> [PAGE EXCERPT]
## begin

Vampires in Mythology and Folklore

Vampires in folklore appear to have strong connections with snakes, that may not be as clearly stated as those with bats but are outlined well enough to be implied. There is the similarity of the fangs, the idea of immortality associated with snakes in ancient lore as well as the arcane abilities that were said once to be the purview of snakes and their higher developed relatives, dragons.

When we think of mind control or perception altered by vampires in modern fiction and cinema, a similar ability comes to mind when we regard snakes. For instance, Mowgli’s python benefactor has the talent of hypnosis he chooses to exercise on the monkeys, freezing them in their tracks.

At one time I had to wonder if modern lore of this kind originated with the more ancient one of Greek mythology. Both Hermes and Athena exhibit certain ability to freeze people as well, most often by turning them into rocks. Now I tend to believe that the opposite is true. After all, Hermes through his kerkaion/caduceus and Athena with the famous aegis that ties her to Medusa’s serpentine connections, have something to do with snakes.

Similarly, Apollo of Delphi, which appears to be a somewhat different creature in cult worship than the slightly more marine Apollo of Delos, despite being an archer (in symbolic terms reaching the goals) is also known often for his attempts to stop famous heroes like Herakles or Achilles from reaching their goals that could lead to their destruction.

Thus, of the Olympians most frequently mentioned for their affiliation with snakes, those three also happen to the ones most frequently displaying the freezing ability.

## end

In the text on vampires in folklore, how do Hermes and Athena most often freeze people?

> [Stored items]

## begin

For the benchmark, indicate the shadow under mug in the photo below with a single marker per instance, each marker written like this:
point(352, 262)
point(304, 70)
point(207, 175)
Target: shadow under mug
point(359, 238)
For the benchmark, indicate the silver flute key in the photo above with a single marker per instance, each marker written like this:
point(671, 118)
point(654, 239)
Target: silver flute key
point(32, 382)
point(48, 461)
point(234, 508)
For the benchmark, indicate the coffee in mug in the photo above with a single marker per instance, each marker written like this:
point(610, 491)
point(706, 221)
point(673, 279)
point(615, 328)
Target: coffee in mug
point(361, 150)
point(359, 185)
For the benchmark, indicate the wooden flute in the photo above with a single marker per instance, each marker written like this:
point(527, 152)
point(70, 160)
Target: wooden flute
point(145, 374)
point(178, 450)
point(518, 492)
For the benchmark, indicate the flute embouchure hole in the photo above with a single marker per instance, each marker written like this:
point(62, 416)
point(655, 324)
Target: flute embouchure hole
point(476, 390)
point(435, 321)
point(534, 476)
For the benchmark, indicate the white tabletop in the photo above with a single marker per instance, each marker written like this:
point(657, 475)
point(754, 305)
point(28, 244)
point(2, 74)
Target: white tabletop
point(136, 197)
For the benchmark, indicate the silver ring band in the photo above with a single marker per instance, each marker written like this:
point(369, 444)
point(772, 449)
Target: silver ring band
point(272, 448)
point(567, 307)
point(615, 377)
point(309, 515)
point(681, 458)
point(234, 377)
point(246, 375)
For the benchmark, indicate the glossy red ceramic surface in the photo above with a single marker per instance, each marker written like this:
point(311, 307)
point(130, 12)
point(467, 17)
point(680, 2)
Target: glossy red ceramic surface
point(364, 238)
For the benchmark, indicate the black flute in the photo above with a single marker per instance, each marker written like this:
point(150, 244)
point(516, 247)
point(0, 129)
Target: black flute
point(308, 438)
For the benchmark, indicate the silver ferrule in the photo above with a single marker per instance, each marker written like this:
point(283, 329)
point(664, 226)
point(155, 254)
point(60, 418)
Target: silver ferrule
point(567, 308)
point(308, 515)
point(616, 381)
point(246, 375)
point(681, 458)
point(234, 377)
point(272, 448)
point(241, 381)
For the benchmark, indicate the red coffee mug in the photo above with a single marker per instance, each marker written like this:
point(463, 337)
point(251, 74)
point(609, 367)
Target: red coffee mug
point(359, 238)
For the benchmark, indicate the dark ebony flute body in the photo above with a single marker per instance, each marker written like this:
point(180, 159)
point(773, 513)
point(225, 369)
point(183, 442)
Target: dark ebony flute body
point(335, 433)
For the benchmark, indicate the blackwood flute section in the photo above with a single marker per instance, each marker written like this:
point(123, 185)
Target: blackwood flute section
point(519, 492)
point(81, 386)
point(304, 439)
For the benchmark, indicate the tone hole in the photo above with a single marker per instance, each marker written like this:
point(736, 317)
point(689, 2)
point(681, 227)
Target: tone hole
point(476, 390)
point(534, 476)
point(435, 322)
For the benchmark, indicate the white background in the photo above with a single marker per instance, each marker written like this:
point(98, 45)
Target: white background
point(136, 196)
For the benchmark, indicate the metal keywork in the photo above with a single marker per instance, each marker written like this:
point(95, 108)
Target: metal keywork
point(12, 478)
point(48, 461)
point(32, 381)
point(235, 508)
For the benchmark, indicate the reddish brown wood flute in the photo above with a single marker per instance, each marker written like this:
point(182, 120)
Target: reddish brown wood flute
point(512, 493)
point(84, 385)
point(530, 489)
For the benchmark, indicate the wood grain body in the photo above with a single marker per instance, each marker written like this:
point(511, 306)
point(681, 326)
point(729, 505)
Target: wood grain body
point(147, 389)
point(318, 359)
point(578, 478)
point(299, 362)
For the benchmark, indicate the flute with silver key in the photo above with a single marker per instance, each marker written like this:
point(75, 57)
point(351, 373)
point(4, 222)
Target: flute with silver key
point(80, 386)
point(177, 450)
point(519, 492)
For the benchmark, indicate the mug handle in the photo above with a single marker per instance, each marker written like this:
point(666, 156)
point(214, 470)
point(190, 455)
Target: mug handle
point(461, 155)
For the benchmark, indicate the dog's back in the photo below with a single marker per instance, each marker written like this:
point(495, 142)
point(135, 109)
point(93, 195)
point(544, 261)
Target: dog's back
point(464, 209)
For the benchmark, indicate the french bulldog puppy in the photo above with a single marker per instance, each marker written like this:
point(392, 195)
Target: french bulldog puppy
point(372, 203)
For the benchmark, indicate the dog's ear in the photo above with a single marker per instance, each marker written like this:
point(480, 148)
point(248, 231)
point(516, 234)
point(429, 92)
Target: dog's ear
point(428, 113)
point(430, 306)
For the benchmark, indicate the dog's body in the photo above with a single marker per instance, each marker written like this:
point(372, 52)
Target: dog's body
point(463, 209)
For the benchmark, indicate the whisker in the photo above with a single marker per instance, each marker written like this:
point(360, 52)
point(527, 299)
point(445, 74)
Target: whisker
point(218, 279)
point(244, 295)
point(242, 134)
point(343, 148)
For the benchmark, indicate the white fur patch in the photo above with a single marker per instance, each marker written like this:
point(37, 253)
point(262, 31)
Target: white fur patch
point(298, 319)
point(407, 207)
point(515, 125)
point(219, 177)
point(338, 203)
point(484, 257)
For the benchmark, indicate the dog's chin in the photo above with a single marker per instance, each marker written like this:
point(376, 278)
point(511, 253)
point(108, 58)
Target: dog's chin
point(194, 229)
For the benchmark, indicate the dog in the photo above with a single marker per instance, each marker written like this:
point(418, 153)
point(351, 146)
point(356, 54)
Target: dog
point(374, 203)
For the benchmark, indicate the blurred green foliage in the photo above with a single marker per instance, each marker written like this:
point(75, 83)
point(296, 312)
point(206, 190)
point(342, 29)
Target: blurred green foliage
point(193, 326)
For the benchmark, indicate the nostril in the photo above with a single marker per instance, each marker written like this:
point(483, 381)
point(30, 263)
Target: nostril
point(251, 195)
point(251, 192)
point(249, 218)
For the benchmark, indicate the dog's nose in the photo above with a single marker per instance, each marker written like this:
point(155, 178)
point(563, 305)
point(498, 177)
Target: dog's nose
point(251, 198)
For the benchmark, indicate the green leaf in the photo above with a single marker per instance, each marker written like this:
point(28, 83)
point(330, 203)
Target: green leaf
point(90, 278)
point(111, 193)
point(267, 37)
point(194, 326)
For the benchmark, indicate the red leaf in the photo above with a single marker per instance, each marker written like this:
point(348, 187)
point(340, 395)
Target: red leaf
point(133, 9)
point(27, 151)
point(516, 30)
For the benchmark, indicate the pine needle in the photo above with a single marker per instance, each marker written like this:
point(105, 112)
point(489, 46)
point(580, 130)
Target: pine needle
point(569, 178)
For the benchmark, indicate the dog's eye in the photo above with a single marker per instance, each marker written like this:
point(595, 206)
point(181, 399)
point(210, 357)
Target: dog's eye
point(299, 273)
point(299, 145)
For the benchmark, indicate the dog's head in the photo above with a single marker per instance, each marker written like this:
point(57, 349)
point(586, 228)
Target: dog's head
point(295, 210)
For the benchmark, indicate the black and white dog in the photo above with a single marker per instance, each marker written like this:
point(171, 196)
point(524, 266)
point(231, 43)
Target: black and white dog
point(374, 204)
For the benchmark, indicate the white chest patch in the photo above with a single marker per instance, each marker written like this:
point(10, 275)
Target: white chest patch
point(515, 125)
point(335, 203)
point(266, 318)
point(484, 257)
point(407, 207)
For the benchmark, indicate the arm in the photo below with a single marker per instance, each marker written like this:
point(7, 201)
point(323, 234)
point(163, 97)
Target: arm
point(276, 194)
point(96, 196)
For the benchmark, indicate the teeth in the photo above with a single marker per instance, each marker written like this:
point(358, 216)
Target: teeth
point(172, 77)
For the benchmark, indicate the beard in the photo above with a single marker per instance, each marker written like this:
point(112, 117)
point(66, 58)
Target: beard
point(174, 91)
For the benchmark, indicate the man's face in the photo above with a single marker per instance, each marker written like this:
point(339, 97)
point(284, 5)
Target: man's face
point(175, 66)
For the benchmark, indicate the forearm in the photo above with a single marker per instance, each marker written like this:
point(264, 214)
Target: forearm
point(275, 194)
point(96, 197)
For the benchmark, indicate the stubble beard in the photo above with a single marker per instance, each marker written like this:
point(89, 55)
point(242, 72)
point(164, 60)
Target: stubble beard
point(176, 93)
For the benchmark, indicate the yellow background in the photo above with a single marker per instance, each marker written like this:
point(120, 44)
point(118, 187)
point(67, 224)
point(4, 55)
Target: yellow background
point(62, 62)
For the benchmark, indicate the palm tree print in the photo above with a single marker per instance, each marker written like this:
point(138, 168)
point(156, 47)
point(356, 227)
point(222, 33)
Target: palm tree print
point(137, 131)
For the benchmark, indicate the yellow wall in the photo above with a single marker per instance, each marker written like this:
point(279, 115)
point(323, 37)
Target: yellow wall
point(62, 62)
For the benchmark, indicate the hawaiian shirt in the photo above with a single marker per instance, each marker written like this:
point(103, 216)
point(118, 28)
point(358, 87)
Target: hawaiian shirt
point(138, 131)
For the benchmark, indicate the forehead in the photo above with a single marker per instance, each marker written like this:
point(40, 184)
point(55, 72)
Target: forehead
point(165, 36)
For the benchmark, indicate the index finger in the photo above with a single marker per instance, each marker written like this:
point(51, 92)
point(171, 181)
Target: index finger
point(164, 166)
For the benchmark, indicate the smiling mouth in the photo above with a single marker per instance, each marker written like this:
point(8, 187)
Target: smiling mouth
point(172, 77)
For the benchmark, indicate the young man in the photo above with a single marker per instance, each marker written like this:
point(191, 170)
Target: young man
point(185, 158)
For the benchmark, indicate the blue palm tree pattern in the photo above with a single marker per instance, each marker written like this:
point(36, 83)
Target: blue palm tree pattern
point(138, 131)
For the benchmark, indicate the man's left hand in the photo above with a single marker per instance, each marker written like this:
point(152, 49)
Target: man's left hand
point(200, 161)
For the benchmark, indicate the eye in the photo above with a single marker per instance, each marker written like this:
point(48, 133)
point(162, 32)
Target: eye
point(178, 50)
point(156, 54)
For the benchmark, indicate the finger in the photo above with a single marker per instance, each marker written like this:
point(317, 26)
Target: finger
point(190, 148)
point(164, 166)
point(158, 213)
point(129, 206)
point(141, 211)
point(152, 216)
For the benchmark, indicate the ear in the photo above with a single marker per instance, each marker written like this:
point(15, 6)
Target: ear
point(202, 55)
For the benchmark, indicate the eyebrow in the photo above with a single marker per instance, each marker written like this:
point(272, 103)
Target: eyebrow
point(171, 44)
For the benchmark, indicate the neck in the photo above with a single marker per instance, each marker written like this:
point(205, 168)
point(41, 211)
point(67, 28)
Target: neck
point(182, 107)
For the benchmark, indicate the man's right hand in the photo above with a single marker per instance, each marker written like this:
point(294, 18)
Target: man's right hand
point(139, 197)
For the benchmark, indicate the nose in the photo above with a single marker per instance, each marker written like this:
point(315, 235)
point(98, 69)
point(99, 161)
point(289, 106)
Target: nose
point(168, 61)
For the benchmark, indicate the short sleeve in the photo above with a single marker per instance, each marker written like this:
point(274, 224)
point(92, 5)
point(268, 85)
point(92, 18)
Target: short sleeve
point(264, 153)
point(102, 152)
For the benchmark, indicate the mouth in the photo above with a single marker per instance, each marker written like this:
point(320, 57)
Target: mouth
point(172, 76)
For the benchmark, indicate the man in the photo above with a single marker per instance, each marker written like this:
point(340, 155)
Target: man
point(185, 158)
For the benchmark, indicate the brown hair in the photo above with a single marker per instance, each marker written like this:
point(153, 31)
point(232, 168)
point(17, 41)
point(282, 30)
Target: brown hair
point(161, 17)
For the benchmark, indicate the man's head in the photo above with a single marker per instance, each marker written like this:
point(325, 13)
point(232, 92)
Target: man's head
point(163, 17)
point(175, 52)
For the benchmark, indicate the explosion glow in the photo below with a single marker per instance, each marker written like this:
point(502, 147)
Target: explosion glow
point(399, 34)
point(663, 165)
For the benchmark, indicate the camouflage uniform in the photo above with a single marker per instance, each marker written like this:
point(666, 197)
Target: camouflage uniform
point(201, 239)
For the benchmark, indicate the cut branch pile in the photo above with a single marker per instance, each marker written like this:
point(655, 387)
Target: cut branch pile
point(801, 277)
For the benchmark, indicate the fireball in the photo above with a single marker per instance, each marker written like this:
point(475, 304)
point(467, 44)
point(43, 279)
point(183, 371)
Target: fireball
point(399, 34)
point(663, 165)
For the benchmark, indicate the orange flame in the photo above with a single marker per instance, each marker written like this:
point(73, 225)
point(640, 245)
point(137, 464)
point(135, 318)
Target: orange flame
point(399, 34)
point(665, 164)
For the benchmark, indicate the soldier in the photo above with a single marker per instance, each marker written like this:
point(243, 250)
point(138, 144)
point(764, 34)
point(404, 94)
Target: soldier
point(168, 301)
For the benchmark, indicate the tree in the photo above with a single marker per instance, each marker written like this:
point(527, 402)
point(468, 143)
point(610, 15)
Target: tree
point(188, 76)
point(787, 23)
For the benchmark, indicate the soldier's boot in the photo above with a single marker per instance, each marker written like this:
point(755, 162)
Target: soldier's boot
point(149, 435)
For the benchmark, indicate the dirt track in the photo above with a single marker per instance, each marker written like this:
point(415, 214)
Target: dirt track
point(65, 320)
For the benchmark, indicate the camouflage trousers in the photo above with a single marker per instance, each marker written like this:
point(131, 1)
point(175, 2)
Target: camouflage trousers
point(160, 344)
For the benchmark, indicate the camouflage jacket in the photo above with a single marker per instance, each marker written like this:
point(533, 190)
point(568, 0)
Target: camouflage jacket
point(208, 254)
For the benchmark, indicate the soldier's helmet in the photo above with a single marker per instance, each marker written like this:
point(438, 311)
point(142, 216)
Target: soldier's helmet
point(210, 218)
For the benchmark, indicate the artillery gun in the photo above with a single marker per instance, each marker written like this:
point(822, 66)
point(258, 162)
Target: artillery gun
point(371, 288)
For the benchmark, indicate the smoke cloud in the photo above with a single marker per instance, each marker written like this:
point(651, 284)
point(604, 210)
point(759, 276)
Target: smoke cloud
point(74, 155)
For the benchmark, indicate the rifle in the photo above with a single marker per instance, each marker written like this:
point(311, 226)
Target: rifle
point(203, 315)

## end

> [COMPLETE OUTPUT]
By turning them into rocks.